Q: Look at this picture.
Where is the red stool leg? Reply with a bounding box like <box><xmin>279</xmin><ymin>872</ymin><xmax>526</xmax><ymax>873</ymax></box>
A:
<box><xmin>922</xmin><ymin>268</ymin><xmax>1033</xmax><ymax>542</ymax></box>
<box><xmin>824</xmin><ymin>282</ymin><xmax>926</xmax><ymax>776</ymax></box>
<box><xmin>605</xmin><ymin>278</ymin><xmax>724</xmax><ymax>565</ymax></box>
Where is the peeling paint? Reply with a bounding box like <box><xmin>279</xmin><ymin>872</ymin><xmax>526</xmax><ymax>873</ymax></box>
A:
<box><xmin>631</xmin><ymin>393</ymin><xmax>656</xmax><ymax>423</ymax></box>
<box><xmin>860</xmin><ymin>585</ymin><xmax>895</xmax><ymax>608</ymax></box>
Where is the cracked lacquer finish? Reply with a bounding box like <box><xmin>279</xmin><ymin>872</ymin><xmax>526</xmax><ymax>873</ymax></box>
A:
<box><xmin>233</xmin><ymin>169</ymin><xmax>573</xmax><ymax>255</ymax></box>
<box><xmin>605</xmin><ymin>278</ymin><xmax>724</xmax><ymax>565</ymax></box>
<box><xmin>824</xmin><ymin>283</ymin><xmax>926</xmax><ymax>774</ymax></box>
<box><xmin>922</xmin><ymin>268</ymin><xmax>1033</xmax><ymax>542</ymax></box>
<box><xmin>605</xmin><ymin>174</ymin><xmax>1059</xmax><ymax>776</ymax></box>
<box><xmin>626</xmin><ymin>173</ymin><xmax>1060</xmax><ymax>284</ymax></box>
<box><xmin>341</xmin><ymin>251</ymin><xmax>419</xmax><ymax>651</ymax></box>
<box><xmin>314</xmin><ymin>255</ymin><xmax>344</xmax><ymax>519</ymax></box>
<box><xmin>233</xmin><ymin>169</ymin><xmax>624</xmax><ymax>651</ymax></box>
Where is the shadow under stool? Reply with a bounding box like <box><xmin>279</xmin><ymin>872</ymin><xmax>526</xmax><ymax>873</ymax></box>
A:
______
■ Directions: Rewrite everything from the line containing "Where is the shadow" down to the end of the records, replacing "shadow" with "reflection" and leaving everything else unchanged. Give only those lines.

■ Reply:
Where is the reflection under stool? Reply with a bounding box like <box><xmin>279</xmin><ymin>872</ymin><xmax>526</xmax><ymax>873</ymax></box>
A:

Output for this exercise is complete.